## begin Records for the exercise

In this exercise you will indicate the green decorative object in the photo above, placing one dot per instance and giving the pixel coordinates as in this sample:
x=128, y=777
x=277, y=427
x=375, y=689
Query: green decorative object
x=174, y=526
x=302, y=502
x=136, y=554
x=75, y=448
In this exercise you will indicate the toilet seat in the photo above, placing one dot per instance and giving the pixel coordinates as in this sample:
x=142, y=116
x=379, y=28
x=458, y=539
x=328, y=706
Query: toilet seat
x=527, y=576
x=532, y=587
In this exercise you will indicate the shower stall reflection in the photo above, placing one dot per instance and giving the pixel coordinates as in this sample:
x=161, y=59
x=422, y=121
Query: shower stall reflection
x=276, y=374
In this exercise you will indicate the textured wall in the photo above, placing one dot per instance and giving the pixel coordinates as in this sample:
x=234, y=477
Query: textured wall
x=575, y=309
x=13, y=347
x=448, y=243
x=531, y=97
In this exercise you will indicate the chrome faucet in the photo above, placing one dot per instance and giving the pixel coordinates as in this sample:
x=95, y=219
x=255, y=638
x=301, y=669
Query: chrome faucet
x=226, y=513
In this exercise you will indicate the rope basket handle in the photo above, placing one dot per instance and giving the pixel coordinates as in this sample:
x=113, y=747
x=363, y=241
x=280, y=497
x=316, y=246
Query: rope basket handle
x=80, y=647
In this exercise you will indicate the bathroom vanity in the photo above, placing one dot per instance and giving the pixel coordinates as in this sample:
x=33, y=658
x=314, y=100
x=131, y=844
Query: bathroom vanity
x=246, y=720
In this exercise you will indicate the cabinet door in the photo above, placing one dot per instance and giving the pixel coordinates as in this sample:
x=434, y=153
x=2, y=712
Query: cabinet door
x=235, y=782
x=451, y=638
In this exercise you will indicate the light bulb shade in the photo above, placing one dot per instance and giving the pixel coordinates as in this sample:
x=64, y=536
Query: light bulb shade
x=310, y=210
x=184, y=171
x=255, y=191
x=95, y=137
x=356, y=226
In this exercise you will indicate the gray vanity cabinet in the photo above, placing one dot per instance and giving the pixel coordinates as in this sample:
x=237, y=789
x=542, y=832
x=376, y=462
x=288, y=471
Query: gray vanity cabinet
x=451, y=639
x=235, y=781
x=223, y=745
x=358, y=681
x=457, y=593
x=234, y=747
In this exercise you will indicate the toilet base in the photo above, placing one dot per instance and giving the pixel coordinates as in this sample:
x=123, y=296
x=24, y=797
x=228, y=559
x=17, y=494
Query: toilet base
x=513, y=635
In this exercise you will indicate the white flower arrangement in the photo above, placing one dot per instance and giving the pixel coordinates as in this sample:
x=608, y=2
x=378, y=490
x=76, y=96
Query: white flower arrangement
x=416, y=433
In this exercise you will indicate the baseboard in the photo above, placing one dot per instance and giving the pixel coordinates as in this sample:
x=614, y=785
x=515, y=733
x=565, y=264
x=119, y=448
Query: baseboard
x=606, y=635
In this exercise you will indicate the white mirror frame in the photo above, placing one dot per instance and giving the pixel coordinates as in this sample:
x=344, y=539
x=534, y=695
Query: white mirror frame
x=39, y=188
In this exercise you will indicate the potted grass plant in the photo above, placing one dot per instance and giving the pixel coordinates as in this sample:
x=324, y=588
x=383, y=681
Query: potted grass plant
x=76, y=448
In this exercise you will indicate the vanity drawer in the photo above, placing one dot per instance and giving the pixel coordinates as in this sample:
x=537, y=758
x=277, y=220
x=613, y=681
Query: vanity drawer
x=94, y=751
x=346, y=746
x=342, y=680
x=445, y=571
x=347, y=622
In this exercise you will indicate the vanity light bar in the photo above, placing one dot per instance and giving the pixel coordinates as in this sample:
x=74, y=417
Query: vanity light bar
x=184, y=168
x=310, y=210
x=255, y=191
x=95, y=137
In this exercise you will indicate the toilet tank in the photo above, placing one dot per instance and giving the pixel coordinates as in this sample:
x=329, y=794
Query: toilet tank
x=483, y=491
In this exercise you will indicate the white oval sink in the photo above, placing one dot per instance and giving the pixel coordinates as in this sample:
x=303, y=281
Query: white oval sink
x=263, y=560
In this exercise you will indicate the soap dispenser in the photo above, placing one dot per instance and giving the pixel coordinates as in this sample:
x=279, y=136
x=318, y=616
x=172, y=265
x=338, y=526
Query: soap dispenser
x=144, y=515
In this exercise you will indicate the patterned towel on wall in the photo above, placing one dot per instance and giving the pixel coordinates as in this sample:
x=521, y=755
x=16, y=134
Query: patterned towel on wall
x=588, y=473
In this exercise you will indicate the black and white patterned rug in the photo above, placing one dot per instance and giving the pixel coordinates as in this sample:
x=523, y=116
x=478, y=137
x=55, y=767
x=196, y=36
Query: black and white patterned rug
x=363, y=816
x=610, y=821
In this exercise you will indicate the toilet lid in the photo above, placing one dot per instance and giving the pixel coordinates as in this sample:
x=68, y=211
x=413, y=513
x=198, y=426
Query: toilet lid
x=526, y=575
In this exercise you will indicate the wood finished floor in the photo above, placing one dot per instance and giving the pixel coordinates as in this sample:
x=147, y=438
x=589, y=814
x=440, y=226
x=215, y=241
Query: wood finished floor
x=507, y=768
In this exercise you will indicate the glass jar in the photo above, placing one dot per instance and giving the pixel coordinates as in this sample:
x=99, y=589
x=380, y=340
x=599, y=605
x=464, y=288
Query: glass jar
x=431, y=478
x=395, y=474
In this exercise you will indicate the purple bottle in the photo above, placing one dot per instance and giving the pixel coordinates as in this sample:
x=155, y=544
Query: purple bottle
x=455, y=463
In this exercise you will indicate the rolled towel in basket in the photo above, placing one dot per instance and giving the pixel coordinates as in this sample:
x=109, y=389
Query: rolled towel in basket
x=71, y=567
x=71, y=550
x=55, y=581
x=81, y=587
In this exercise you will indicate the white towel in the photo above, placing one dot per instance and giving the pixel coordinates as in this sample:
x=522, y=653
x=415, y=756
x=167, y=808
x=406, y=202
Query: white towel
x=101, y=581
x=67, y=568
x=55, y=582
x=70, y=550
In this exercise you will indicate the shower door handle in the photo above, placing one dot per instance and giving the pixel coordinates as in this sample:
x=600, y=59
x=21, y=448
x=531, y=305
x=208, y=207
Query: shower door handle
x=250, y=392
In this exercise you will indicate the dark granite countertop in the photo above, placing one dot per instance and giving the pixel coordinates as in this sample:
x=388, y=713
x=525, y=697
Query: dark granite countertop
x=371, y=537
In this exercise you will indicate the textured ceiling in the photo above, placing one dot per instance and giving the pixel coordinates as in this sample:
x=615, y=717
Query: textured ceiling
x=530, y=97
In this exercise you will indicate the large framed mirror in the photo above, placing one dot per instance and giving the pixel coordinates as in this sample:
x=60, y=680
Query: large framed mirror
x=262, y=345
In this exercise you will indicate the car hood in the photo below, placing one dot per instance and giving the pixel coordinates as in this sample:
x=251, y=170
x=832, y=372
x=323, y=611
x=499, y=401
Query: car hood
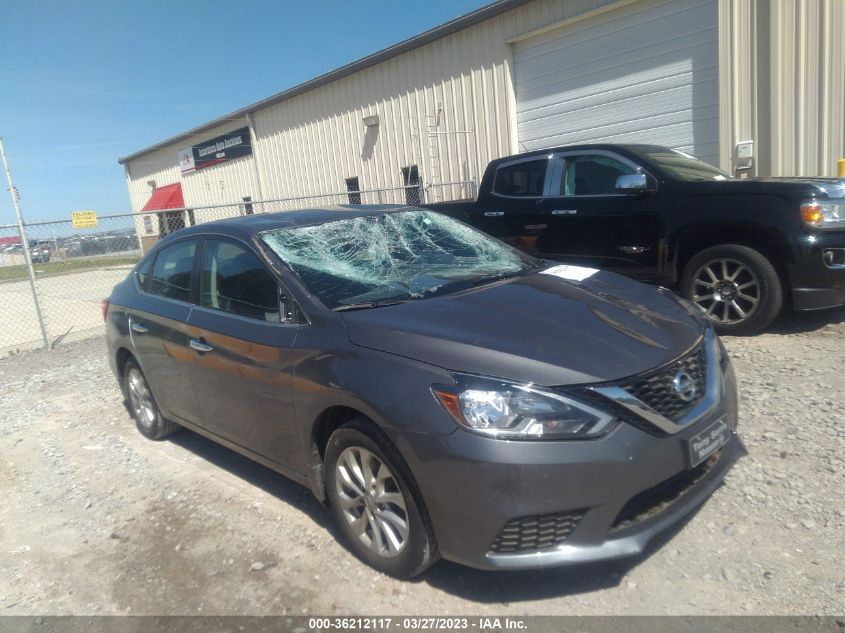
x=542, y=328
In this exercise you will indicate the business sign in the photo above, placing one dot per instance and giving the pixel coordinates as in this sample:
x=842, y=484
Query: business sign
x=186, y=159
x=217, y=150
x=83, y=219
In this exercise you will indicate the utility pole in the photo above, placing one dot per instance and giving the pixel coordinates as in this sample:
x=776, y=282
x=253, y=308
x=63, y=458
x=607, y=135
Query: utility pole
x=25, y=246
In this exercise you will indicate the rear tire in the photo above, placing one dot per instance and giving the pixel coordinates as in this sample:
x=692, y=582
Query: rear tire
x=736, y=286
x=376, y=502
x=142, y=404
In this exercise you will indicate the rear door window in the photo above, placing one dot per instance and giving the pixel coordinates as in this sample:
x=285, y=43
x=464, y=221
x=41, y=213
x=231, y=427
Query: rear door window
x=526, y=178
x=592, y=175
x=171, y=274
x=235, y=280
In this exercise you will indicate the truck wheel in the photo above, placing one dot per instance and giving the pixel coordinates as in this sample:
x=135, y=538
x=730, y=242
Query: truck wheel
x=737, y=288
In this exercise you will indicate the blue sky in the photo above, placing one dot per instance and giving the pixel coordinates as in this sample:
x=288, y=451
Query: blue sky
x=83, y=83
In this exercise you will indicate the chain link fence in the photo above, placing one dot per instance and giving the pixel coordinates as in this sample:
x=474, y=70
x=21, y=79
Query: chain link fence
x=72, y=269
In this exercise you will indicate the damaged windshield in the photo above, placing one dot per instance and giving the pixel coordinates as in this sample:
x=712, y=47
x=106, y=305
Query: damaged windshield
x=378, y=259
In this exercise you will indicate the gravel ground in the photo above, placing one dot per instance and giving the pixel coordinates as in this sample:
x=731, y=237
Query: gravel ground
x=95, y=519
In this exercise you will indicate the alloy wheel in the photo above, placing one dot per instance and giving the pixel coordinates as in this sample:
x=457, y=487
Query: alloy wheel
x=141, y=398
x=727, y=290
x=372, y=502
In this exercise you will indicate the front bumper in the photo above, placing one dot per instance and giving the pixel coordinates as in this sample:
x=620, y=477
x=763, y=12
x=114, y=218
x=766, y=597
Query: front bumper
x=475, y=488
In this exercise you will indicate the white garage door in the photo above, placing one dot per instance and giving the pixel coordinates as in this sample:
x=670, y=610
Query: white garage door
x=644, y=73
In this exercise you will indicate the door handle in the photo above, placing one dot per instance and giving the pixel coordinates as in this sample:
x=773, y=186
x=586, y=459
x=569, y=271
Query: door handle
x=199, y=345
x=138, y=327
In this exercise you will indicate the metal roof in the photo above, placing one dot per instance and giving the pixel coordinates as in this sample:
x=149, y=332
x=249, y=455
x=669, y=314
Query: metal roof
x=416, y=41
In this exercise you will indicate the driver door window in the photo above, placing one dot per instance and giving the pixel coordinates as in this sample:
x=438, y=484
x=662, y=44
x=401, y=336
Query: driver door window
x=592, y=175
x=235, y=280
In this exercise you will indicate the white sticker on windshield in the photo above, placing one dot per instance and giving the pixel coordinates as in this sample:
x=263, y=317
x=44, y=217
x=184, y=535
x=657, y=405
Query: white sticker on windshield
x=573, y=273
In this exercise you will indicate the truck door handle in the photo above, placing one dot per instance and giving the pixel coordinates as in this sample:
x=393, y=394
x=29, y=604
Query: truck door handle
x=138, y=327
x=199, y=345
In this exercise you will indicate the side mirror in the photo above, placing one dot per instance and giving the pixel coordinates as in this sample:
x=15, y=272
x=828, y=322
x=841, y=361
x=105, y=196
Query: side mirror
x=632, y=184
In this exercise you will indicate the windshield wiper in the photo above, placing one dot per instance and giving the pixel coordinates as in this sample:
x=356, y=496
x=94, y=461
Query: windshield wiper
x=366, y=305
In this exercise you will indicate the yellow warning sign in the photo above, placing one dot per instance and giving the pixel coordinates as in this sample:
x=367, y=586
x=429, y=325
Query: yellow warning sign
x=83, y=219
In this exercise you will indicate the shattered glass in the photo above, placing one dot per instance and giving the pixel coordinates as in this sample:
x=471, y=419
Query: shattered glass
x=391, y=257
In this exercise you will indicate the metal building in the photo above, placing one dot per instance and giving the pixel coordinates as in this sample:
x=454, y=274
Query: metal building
x=754, y=86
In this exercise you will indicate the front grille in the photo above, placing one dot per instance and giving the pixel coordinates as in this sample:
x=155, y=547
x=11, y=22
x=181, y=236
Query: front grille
x=532, y=533
x=657, y=500
x=658, y=391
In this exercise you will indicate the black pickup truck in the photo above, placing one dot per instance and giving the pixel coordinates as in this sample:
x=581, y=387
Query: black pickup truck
x=740, y=249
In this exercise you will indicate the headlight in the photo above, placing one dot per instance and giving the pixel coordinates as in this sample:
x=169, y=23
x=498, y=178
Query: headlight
x=519, y=411
x=822, y=214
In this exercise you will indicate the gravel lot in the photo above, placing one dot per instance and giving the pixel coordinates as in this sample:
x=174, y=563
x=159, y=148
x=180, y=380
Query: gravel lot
x=95, y=519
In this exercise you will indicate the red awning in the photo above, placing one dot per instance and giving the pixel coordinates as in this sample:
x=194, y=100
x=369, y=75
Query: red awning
x=167, y=197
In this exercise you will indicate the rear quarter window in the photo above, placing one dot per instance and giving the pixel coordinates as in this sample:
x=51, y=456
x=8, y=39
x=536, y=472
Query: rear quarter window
x=171, y=272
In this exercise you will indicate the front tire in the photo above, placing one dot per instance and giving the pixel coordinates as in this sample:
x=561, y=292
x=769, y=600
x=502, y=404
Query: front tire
x=376, y=503
x=142, y=404
x=737, y=287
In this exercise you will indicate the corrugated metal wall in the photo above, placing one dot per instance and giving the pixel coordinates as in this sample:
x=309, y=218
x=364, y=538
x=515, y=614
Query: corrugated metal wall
x=783, y=84
x=312, y=142
x=781, y=70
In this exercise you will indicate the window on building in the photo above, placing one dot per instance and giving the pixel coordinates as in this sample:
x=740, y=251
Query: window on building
x=169, y=221
x=525, y=178
x=235, y=280
x=171, y=276
x=353, y=186
x=411, y=181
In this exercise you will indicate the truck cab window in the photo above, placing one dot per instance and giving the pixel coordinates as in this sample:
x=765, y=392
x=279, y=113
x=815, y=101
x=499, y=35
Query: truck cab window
x=525, y=178
x=592, y=175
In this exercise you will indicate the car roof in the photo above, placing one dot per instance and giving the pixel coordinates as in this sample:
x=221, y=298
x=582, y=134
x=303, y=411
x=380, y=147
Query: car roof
x=246, y=226
x=631, y=148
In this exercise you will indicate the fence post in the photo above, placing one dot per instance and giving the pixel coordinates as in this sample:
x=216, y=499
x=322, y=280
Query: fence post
x=25, y=246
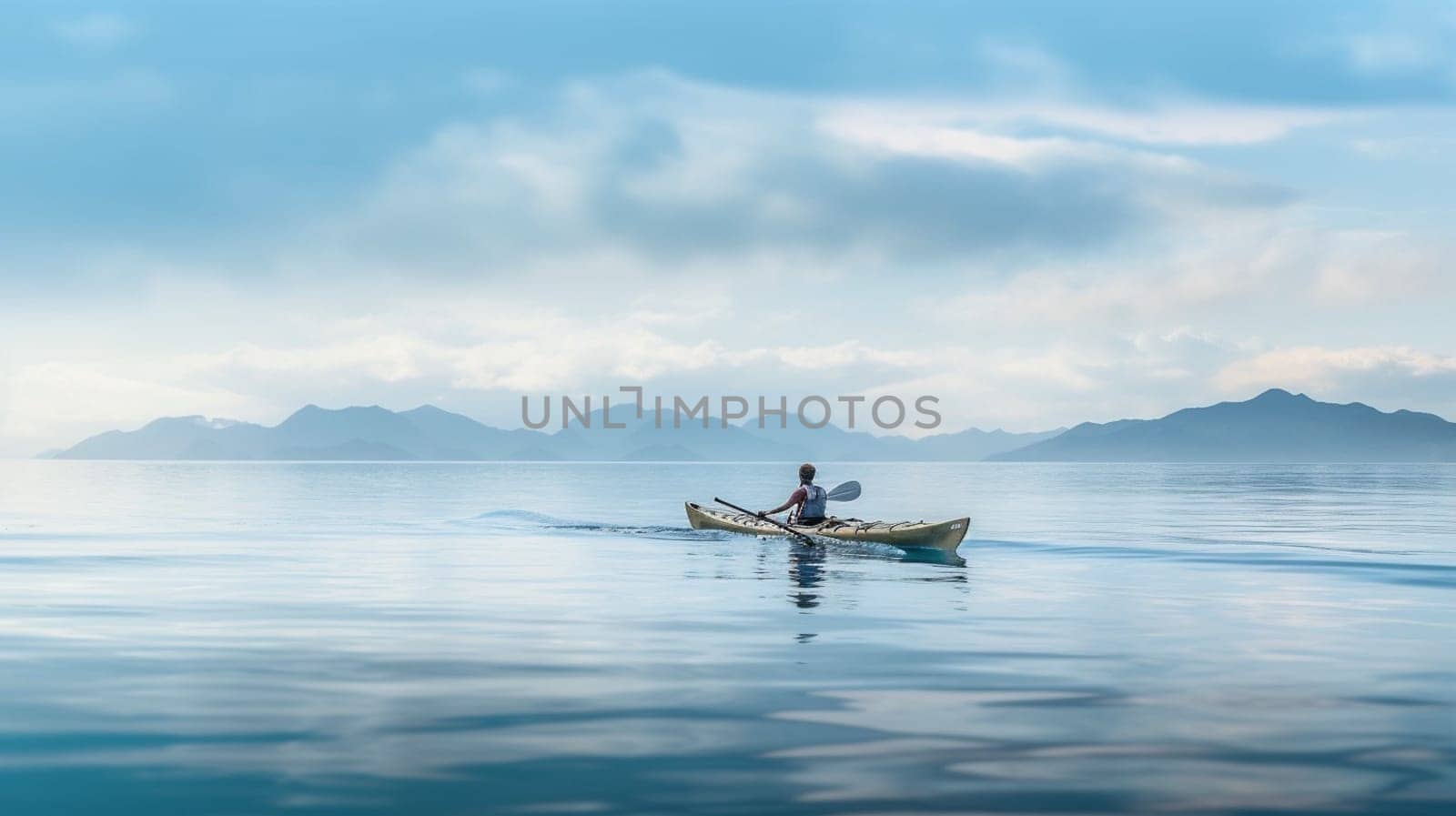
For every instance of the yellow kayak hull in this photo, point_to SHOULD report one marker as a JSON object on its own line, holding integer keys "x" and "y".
{"x": 944, "y": 536}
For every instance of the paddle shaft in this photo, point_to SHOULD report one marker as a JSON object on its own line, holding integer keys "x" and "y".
{"x": 774, "y": 521}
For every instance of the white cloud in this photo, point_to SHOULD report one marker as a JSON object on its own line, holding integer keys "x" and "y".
{"x": 1325, "y": 369}
{"x": 98, "y": 29}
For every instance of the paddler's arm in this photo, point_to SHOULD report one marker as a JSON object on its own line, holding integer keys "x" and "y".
{"x": 779, "y": 509}
{"x": 798, "y": 495}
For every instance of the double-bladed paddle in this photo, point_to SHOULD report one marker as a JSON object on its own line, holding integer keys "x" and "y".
{"x": 846, "y": 492}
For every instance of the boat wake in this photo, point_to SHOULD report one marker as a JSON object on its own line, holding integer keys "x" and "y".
{"x": 531, "y": 521}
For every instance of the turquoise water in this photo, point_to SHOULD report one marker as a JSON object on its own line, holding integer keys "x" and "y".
{"x": 552, "y": 639}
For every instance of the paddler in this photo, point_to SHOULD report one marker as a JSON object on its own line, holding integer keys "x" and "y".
{"x": 808, "y": 500}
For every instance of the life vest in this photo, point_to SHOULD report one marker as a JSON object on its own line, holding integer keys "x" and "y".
{"x": 815, "y": 502}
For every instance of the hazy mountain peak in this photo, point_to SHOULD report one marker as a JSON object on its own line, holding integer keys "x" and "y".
{"x": 1273, "y": 427}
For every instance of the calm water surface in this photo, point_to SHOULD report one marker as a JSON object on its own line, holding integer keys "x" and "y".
{"x": 431, "y": 639}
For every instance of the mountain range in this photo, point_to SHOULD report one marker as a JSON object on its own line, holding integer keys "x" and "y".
{"x": 431, "y": 434}
{"x": 1274, "y": 427}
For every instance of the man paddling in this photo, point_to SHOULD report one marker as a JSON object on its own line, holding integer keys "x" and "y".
{"x": 808, "y": 500}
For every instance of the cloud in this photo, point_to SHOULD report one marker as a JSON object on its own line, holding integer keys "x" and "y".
{"x": 96, "y": 29}
{"x": 1322, "y": 369}
{"x": 669, "y": 170}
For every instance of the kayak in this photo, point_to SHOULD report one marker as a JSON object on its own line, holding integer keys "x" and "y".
{"x": 906, "y": 534}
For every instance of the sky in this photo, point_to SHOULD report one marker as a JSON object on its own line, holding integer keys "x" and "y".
{"x": 1038, "y": 213}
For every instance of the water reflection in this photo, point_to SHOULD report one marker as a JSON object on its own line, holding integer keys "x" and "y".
{"x": 805, "y": 573}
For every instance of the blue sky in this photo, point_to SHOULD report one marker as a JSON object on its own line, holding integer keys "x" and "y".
{"x": 1041, "y": 213}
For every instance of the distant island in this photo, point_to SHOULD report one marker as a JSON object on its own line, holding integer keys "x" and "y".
{"x": 1276, "y": 427}
{"x": 431, "y": 434}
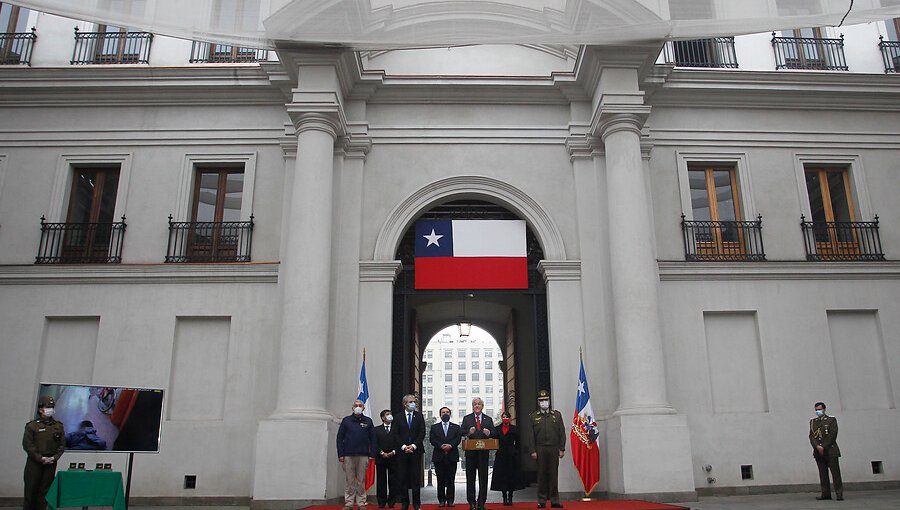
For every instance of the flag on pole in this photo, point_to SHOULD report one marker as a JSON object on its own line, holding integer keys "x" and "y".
{"x": 363, "y": 395}
{"x": 471, "y": 254}
{"x": 585, "y": 447}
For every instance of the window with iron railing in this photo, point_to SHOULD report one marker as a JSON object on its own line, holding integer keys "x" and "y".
{"x": 713, "y": 52}
{"x": 212, "y": 53}
{"x": 806, "y": 49}
{"x": 111, "y": 45}
{"x": 81, "y": 243}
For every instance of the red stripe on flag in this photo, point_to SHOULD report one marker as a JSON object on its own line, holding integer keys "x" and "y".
{"x": 472, "y": 273}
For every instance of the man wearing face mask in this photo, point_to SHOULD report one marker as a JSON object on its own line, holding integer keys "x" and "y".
{"x": 411, "y": 429}
{"x": 355, "y": 445}
{"x": 445, "y": 438}
{"x": 545, "y": 441}
{"x": 477, "y": 425}
{"x": 386, "y": 460}
{"x": 823, "y": 438}
{"x": 44, "y": 441}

## end Records for the exercise

- _Exercise goal_: Begin at the first line of the items and stop after the line that contains "x=451, y=638", rewriting every line, item wording included. Scale each answer coordinate by 1.45 and round it to a whole number, with halves rounded up, but leave the sample coordinates in the item wording unchanged.

- _Output for this task_:
In this exercise you will indicate the green decorative object in the photo above, placing one dot per instance and giving the pixel coordinates as in this sample:
x=128, y=777
x=277, y=427
x=375, y=689
Query: green decorative object
x=252, y=763
x=438, y=728
x=197, y=803
x=109, y=650
In this exercise you will indicate the toilet seat in the photo above, placing one dot per instance and giving the pixel coordinates as in this sample:
x=142, y=116
x=379, y=28
x=458, y=539
x=328, y=706
Query: toilet seat
x=764, y=835
x=771, y=851
In this exercise you will indicate the shower stall reflection in the photo above, placing one dot per instance and giving the pixel coordinates as in this sample:
x=161, y=59
x=422, y=121
Query: shower stall reflection
x=400, y=542
In this exercise you will indicate the textured wall in the photo above, placing one dot per instance and giving the pixel coordinates as in this sample:
x=234, y=477
Query: textured wall
x=834, y=448
x=19, y=503
x=650, y=352
x=770, y=141
In this exercise you will indicate the chrome faucet in the photo above, placing one dot per instance and giving the pixel coordinates as in this sample:
x=95, y=219
x=255, y=638
x=301, y=669
Query: chrome faucet
x=328, y=744
In this exercise you will indicate the rope basket handle in the photo above, placing one dot per instance and giving the pixel coordinates as in this sample:
x=113, y=747
x=363, y=241
x=280, y=497
x=316, y=246
Query: rope basket handle
x=116, y=938
In this exercise you will indicate the bathroom vanity in the photo above, placing one dot per instance and giving the pixel coordinates as in this sample:
x=33, y=658
x=314, y=100
x=131, y=844
Query: bathroom vanity
x=357, y=1044
In this exercise you will indicate the cabinet door in the photo above, placing one dot per instance and giving the pixel coordinates as in this sample:
x=434, y=153
x=2, y=712
Query: cabinet door
x=341, y=1134
x=654, y=925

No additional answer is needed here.